• Problem requirements:
Since pictures are not wanted, repeat only the text of the records, word for word.

• Supplied data:
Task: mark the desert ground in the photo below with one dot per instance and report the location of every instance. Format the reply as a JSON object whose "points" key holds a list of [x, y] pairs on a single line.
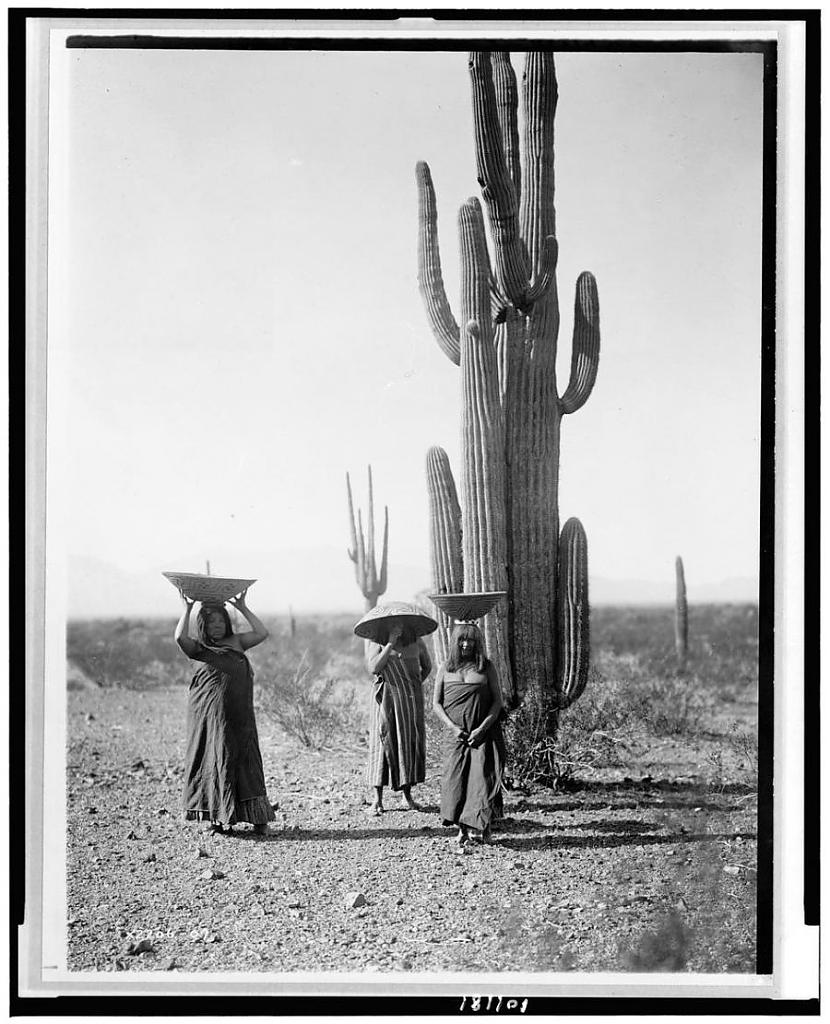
{"points": [[641, 856]]}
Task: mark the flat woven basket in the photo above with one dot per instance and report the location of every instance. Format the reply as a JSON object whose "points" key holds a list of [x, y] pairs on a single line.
{"points": [[468, 607], [203, 588]]}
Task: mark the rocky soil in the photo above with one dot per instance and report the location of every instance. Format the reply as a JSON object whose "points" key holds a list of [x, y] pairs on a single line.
{"points": [[651, 871]]}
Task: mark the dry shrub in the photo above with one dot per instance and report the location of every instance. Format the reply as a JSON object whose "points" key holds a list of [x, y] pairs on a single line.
{"points": [[316, 711], [671, 706], [591, 734], [666, 947]]}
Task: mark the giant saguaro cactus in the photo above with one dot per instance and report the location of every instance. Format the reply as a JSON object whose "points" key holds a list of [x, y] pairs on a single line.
{"points": [[362, 550], [505, 342]]}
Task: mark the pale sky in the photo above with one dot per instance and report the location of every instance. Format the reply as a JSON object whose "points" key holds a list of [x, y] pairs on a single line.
{"points": [[243, 324]]}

• Solution for this exercise:
Task: mark the desert ground in the photo below with one dot per instance and report the location of every instance. Format the reply as a JSON object whose "points" key holds a list of [x, y] pairs on a single line.
{"points": [[641, 856]]}
Task: mark the flat woven basket in the photo above with one dot per instance and report the location of every instance. Format the reply as a JSON object whose "points" key holds a list of [x, y] pairs on a single line.
{"points": [[468, 607], [203, 588]]}
Task: mark the rocky soil in the photo above with one dot per instance and report the location of every instance. Format the reply as a JSON object whose "points" key holds a list of [x, y] pairs on a single line.
{"points": [[651, 871]]}
Task: mark the dry shrub in the photo above with one dot per instance and report the location of every instance. Format the reply as a JSON object whose "points" key holds a list of [x, y] pairs on a single line.
{"points": [[316, 711], [671, 706], [591, 734], [666, 947]]}
Task: mark the giant saguaro cactus in the photo above with one dot per instance and report the location of every instance. Format the reply as a JSON object whose "points" key holds a list of [x, y] pairs on a single line.
{"points": [[362, 550], [505, 342]]}
Task: mark the pale sky in the photo above with one dot per instance and report the location of every instance. Format the reply as a JSON object whose "points" key holds a list of [x, y] pairs on a single line.
{"points": [[243, 324]]}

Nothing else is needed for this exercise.